*Your instructions:*
Lines from the beginning of the entries up to and including the one with "box: [280, 180, 312, 216]" must be duplicated word for word; leave out all others.

Excerpts from a dataset:
=====
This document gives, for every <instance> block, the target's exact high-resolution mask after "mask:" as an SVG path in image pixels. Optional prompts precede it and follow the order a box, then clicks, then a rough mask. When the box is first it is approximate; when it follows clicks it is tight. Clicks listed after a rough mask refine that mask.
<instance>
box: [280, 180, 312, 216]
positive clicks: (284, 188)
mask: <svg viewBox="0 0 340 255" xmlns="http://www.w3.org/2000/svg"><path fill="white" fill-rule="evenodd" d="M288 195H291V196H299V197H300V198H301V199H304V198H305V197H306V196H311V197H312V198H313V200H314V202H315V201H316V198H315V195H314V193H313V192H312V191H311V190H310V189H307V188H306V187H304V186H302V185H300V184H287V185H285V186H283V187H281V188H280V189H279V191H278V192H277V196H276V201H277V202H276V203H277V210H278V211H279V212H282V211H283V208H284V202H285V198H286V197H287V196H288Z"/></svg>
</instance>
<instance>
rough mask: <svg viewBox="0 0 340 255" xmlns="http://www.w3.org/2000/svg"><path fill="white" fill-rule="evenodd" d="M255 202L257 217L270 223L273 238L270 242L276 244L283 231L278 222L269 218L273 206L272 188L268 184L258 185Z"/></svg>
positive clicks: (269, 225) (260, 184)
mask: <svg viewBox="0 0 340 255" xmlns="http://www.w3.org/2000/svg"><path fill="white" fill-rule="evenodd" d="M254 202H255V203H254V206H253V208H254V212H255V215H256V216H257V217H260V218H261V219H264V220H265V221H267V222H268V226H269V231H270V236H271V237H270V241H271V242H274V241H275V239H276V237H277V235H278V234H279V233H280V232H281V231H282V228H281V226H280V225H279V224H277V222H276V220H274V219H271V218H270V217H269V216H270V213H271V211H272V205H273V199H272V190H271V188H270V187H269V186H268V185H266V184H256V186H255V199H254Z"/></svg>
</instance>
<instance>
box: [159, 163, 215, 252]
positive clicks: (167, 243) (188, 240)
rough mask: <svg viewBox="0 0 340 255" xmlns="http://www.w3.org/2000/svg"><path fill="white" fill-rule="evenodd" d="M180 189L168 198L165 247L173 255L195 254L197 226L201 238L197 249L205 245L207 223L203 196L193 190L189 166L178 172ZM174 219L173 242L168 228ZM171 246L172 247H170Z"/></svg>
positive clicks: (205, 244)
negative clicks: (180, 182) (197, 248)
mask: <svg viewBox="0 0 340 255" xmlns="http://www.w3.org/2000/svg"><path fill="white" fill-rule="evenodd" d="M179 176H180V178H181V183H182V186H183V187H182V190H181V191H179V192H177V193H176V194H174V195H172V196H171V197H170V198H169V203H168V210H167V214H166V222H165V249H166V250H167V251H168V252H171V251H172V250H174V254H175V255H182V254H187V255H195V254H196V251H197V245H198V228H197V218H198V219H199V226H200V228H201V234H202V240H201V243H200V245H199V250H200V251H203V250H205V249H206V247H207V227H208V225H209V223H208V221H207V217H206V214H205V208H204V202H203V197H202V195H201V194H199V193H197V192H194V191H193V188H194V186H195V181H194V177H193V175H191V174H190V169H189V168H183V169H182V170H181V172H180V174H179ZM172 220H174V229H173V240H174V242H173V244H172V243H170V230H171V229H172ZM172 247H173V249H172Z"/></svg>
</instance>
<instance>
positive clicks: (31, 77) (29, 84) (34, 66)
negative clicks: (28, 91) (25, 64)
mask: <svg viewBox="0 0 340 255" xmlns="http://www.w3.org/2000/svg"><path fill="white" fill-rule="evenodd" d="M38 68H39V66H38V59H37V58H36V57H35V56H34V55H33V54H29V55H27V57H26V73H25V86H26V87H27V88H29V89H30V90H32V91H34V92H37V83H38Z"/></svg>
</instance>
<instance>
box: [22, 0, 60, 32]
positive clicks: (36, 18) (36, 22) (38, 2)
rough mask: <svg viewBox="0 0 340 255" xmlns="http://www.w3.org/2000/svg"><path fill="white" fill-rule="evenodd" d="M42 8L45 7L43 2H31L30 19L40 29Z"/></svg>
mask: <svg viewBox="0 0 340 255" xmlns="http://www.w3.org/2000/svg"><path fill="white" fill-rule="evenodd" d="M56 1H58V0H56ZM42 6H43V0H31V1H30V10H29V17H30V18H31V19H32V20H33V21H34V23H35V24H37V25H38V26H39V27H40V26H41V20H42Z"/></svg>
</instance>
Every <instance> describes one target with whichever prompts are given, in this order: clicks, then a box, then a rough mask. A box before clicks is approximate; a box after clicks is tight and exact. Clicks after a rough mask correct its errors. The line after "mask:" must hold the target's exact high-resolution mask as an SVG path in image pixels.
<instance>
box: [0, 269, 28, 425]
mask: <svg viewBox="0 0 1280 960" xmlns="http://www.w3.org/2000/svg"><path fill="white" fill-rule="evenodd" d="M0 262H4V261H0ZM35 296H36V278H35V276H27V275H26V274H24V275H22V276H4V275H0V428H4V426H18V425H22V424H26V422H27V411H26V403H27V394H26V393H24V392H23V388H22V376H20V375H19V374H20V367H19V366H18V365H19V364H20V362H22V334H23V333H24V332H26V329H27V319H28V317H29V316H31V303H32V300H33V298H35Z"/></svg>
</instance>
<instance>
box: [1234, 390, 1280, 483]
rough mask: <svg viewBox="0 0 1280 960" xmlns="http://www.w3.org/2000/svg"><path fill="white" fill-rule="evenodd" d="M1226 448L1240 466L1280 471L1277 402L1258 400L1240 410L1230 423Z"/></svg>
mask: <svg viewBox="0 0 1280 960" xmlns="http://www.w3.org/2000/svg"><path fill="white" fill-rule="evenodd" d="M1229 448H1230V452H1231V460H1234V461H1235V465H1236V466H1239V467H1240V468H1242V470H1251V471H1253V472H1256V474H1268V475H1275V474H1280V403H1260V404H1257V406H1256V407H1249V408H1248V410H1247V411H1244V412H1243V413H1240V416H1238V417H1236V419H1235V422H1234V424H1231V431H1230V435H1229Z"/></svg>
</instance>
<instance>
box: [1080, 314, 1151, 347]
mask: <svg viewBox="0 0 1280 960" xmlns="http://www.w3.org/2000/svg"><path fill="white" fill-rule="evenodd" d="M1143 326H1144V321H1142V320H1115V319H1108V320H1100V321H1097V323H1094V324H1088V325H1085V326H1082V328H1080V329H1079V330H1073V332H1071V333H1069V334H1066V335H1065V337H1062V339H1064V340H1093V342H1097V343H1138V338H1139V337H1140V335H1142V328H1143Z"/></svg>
=====
*Completed task:*
This document gives, for every <instance> block, the target's exact high-resolution mask after "mask:" as an SVG path in image pixels. Optional prompts precede it and follow the order a box, then clicks, then a rough mask. When the box is first it is approximate; when it follows clicks it is tight. Clicks listed after a rough mask refine that mask.
<instance>
box: [280, 180, 312, 216]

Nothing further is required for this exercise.